**What is needed**. Set down the data below in full and exactly, minus the pictures.

**Extracted information**.
↓

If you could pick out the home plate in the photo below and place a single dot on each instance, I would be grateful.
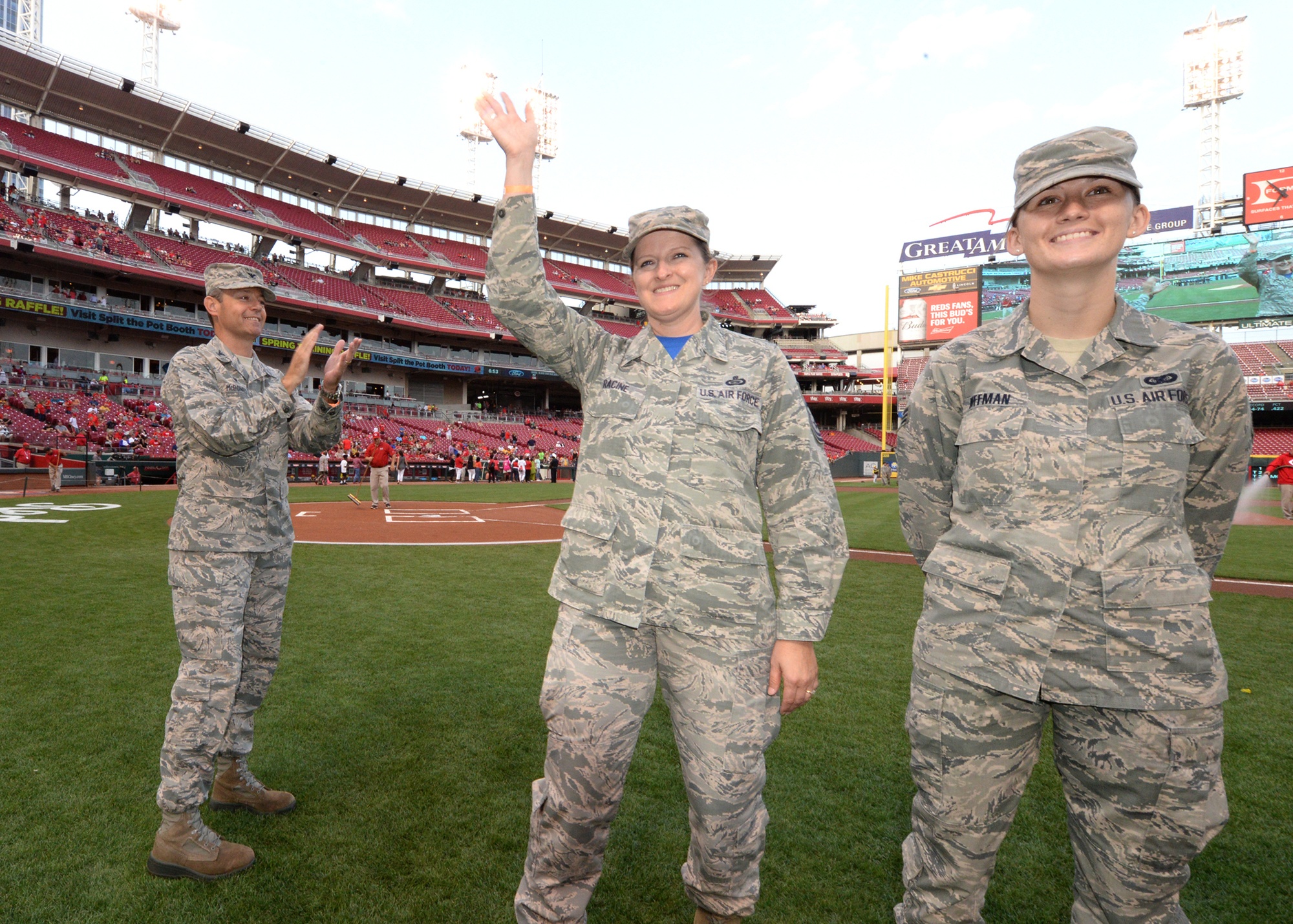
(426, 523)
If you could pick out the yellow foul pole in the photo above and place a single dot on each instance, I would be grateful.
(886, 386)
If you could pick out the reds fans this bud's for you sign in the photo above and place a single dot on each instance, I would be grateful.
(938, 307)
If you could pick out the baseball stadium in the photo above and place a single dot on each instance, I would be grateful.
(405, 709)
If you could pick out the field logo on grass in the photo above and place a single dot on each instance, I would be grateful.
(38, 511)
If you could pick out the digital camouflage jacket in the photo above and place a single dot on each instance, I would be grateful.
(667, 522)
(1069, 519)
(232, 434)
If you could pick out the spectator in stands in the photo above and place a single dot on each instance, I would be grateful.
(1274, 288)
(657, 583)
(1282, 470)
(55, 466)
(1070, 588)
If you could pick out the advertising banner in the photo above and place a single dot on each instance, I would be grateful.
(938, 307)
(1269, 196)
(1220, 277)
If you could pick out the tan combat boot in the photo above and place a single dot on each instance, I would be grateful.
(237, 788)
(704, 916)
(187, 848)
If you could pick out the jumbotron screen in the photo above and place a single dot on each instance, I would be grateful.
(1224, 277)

↑

**Response**.
If you could pick out the home plate in the photo below and place a single dot on each instance, I would be grateful.
(426, 523)
If you could pick out the yellow foul pole in the photo above and place a single dot on each instance, I would be grateful.
(886, 386)
If you could pick out the reds fans this bud's for you sign in the photo above and place a single dot on each instance, I would be grateful.
(938, 307)
If you could pick out the baseball stadium in the photo above and place a single dot on each instance, I would be grateful.
(405, 709)
If you could pick out the field logo on grass in the photo above and place a single dot on each instance, I would be grateful.
(38, 511)
If you could pick out the digital camouflage jacket in the photo above and place a single dot on each instance, I would be grateful.
(667, 522)
(1069, 519)
(232, 434)
If you could pick out the spectator in stands in the photo above and place a single dot on each instance, I would be grateful.
(1274, 288)
(657, 583)
(1282, 470)
(55, 466)
(1070, 588)
If you could pick out the advertising banner in the photo above and place a single dot on each instance, I would be grateful.
(938, 307)
(1269, 196)
(1220, 277)
If you could pick out the tan combat boot in the photo above and place a single dot on each instance, I would be grateful.
(237, 788)
(704, 916)
(187, 848)
If you could pick out the jumbotron screen in the photo above and place a single dot on each instance, I would be grateful.
(1224, 277)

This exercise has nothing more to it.